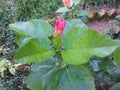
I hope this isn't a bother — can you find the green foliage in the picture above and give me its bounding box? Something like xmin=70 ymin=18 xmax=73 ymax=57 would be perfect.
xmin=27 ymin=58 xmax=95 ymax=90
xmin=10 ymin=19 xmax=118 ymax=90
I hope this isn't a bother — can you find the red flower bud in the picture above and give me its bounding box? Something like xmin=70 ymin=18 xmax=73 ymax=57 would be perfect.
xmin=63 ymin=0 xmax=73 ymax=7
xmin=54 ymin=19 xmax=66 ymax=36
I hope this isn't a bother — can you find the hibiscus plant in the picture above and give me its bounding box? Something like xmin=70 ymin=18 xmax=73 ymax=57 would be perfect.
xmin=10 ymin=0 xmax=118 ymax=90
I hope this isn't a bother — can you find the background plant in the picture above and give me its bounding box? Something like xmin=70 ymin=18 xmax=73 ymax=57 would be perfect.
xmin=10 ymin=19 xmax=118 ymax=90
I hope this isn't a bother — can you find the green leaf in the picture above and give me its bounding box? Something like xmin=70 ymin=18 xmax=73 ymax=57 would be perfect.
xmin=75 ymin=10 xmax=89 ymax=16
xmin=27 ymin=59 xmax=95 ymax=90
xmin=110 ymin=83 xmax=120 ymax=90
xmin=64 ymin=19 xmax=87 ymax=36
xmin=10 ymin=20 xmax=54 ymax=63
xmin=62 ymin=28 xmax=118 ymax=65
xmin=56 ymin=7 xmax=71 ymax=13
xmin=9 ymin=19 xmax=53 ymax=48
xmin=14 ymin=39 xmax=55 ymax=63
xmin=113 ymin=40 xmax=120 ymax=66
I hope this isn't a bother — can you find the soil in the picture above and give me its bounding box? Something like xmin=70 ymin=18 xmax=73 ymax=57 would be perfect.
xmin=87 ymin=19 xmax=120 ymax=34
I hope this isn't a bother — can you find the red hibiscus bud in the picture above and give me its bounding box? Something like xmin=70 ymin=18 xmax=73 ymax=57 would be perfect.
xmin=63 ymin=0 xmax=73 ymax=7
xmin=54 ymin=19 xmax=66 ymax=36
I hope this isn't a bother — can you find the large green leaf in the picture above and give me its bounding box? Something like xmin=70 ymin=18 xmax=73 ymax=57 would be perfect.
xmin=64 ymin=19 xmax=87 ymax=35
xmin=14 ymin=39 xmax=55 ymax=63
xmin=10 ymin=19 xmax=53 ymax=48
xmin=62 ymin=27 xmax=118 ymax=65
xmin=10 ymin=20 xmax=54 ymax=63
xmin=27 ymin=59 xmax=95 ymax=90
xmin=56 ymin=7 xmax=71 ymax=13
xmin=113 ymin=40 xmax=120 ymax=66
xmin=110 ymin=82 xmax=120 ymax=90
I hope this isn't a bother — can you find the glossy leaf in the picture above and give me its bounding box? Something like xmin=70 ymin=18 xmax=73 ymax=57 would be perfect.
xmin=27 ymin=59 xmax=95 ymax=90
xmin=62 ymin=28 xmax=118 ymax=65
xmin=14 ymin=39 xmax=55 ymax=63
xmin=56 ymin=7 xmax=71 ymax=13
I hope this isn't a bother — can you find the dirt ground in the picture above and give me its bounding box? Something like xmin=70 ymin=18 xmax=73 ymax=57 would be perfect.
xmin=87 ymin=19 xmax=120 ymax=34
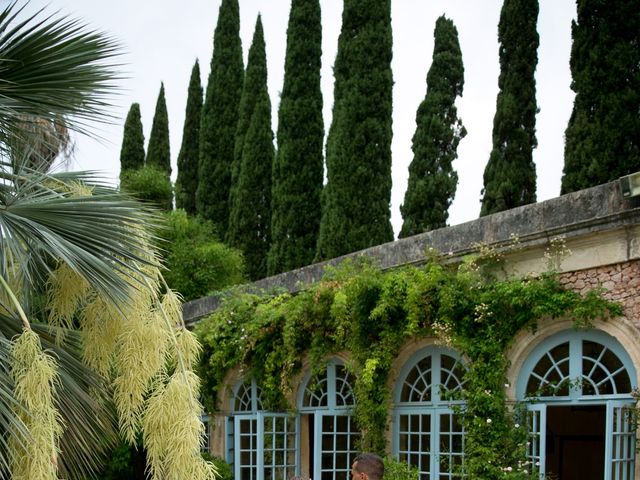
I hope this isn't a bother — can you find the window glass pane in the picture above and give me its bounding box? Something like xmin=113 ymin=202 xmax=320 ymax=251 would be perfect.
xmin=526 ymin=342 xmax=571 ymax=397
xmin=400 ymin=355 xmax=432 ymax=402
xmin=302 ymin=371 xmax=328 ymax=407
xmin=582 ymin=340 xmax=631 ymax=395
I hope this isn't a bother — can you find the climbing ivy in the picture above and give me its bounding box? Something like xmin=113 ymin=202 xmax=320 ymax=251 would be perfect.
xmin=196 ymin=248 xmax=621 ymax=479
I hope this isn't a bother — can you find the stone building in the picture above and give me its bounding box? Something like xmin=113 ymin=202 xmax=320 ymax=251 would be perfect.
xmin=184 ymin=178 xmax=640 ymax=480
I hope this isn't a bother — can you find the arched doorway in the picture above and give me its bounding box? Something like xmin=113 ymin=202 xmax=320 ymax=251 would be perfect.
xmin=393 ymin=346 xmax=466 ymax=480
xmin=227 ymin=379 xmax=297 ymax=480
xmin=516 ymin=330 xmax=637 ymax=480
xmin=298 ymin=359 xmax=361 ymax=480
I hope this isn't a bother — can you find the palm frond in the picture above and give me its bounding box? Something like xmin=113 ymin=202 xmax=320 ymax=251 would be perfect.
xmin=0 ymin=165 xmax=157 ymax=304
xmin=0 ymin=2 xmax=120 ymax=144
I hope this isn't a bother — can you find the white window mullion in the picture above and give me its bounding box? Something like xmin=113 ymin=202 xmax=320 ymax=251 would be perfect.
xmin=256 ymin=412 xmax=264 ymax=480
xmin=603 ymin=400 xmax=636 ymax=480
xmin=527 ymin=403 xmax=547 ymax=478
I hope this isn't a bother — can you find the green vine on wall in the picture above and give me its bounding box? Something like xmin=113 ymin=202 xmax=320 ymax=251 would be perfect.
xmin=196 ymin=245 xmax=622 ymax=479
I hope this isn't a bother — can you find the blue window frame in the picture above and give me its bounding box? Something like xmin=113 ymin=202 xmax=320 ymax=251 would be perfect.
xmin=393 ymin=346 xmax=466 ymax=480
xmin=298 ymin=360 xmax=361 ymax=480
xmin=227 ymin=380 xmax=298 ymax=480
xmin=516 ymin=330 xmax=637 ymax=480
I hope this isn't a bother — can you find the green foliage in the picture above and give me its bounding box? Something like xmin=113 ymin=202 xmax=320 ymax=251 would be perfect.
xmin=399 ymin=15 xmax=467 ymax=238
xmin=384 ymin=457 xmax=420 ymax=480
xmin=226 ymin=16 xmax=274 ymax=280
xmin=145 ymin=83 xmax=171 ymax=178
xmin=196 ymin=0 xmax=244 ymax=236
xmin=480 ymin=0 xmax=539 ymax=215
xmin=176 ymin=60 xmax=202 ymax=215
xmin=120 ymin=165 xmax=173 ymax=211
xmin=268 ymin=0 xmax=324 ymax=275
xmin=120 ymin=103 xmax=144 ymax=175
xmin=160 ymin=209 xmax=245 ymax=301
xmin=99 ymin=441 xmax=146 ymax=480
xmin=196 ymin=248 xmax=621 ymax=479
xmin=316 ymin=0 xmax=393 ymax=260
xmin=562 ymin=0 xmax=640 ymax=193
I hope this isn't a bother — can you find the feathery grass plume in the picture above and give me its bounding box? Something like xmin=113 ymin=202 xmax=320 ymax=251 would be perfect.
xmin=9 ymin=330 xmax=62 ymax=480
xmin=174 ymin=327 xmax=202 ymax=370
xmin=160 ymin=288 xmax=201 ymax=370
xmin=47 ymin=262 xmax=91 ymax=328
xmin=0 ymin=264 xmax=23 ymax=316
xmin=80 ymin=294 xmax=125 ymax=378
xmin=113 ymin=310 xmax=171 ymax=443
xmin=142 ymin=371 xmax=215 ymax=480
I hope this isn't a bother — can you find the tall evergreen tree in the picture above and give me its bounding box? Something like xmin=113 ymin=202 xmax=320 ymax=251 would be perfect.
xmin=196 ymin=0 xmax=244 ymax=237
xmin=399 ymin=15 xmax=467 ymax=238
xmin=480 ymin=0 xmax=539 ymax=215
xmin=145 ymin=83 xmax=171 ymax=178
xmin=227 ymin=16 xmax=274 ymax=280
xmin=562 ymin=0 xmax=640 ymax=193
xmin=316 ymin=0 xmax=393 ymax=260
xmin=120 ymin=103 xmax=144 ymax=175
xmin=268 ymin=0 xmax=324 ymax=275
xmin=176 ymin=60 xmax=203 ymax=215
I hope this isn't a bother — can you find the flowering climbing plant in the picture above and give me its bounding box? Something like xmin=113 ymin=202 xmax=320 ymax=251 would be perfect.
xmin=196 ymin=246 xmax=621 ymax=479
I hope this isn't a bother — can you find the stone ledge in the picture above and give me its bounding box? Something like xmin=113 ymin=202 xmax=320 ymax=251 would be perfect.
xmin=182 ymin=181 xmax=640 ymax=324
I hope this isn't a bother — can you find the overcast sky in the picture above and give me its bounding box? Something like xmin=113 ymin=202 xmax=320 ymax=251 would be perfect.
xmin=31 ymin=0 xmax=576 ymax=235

• • •

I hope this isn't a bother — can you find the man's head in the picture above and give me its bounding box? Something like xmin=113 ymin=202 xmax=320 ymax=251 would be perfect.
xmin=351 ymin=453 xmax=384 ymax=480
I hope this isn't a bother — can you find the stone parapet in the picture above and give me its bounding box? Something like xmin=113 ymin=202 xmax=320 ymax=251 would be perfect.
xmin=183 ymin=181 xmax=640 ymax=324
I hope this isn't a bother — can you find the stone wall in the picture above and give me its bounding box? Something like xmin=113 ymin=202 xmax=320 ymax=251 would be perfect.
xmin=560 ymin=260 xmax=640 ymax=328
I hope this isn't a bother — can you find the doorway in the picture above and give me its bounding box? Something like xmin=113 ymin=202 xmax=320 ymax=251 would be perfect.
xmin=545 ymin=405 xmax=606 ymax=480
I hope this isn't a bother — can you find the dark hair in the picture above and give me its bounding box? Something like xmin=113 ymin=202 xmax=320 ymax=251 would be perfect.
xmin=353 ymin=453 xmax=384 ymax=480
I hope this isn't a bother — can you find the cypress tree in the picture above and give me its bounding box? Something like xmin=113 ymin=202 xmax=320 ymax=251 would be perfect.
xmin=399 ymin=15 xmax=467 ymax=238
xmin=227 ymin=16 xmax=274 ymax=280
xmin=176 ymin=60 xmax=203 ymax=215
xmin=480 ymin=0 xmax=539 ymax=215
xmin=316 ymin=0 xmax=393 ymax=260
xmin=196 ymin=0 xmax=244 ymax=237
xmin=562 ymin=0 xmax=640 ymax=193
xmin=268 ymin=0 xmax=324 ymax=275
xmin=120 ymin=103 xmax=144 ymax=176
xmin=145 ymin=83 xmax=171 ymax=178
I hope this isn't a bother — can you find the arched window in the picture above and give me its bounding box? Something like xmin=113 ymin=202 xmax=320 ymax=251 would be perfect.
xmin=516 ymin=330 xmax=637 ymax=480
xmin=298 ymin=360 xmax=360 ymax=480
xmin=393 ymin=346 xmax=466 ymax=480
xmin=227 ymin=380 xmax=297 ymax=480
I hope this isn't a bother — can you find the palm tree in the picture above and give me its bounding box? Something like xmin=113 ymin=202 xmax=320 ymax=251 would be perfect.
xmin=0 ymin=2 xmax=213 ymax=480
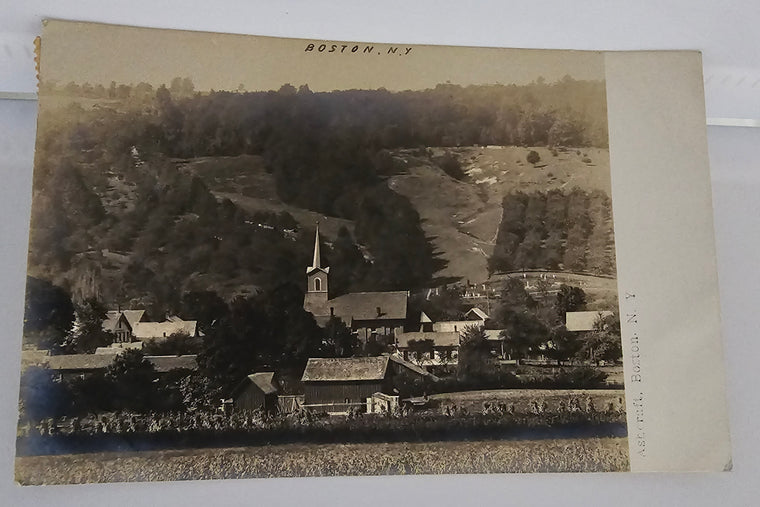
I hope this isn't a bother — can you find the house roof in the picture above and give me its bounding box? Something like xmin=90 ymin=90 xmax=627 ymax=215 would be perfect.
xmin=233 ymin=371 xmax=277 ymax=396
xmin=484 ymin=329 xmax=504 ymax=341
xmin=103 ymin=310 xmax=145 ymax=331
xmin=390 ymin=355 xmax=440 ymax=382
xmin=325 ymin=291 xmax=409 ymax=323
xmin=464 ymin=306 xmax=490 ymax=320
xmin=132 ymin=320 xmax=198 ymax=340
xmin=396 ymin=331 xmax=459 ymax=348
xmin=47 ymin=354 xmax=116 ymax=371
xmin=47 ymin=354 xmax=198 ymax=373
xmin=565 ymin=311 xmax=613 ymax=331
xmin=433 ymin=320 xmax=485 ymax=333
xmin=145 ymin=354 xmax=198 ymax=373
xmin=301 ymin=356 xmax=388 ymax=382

• • •

Problem =
Switch "dark hair" to "black hair" in the entries between the line holding "find the dark" and the line holding "xmin=353 ymin=453 xmax=384 ymax=480", inclusive. Write out only those lines, with everything else left as it is.

Expected answer =
I hope this isn't a bother — can you find the black hair in the picture above and give me its bounding box? Something like xmin=113 ymin=202 xmax=320 ymax=251 would be perfect.
xmin=353 ymin=453 xmax=384 ymax=480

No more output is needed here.